Bien sûr, il serait aventureux de se prononcer là-dessus d'une manière
générale sans disposer d'une compilation des licences logicielles non
libres pratiquées de par le monde. Mais si je m'en tiens aux quelques
constatations que j'ai faites par moi-même sur le terrain, tant dans
les textes contractuels que dans les conversations avec des éditeurs et
des utilisateurs, nous sommes ici dans le règne du flou et de
l'incertitude.
Si l'on
s'en tient à la lettre des licences commerciales (non démenties à ce
jour par la jurisprudence), la notion de garantie n'a pas grand rapport
dans le logiciel avec ce qu'elle signifie lorsqu'il s'agit de biens
matériels, à tel point qu'on se demande à quoi est tenu le fournisseur
et à quoi peut prétendre le client.
D'abord, la responsabilité de l'éditeur ne peut être engagée, au pire, que jusqu'à concurrence du montant payé pour l'achat de la licence, et ce quels que soient les dommages directs et indirects subis par le client du fait d'une défaillance du logiciel (projets retardés ou annulés, pertes d'exploitation ou manques à gagner, etc). D'ailleurs les engagements de garantie sont beaucoup moins précis sur le logiciel lui-même que sur son support physique, comme si les conditions de remplacement d'un cédérom rayé étaient vraiment d'un intérêt essentiel pour la sécurité de l'utilisateur.

-------

- CONSIGNE A:
Répondez aux questions suivantes sur le passage consacré aux licences logicielles :
(i) Jusqu'à quel montant la responsabilité de l'éditeur peut-elle être engagée, au pire ?
(ii) Dans quel règne le passage situe-t-il la question de la garantie ?
(iii) Sur quoi les engagements de garantie sont-ils plus précis que sur le logiciel lui-même ?

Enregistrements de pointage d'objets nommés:
-------

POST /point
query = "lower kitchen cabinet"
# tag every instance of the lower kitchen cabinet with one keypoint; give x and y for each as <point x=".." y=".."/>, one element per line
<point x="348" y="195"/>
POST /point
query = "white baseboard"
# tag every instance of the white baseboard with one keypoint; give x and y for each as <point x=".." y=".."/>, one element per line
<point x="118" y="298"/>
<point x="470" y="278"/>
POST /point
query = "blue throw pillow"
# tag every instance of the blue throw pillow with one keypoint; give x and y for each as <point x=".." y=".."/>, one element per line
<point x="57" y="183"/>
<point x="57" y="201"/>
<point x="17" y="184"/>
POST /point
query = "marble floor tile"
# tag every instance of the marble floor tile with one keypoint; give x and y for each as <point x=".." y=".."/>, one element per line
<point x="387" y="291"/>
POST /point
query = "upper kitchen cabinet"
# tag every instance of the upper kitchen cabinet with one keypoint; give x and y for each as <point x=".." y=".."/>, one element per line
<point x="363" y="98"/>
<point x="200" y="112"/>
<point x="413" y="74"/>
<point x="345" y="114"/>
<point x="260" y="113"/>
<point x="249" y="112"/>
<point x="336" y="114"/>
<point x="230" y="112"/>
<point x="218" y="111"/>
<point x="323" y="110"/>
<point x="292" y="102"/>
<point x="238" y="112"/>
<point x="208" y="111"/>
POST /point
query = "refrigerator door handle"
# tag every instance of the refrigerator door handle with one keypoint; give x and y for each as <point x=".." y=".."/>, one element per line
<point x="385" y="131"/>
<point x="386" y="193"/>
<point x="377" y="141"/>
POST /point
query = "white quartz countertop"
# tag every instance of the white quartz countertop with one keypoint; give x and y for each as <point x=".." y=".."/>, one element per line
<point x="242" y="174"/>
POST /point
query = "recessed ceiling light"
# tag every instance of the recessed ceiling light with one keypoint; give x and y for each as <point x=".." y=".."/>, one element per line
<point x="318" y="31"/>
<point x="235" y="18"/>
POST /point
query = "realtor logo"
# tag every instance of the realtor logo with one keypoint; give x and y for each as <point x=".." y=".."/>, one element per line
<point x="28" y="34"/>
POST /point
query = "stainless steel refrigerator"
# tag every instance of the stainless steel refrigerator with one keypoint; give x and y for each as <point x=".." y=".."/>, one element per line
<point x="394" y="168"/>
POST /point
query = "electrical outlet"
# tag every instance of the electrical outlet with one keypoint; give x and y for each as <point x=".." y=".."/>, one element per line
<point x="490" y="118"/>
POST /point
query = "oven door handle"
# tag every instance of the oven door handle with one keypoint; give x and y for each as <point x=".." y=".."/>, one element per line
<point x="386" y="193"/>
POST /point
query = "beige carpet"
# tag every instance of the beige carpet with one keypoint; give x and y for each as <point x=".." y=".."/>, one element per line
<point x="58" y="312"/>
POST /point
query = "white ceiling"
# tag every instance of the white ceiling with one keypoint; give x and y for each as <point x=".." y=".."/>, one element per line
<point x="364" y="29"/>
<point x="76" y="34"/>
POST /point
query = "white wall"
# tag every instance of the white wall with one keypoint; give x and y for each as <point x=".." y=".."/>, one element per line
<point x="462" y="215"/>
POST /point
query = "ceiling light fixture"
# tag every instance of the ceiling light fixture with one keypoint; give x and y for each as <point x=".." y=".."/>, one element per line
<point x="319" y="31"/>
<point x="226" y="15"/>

-------

- CONSIGNE B: Relevez chaque ligne des enregistrements qui contient la chaîne "recessed".

- RÉPONSE ATTENDUE A:
(i) Jusqu'à concurrence du montant payé pour l'achat de la licence.
(ii) Dans le règne du flou et de l'incertitude.
(iii) Sur son support physique.

- RÉPONSE ATTENDUE B:
query = "recessed ceiling light"
# tag every instance of the recessed ceiling light with one keypoint; give x and y for each as <point x=".." y=".."/>, one element per line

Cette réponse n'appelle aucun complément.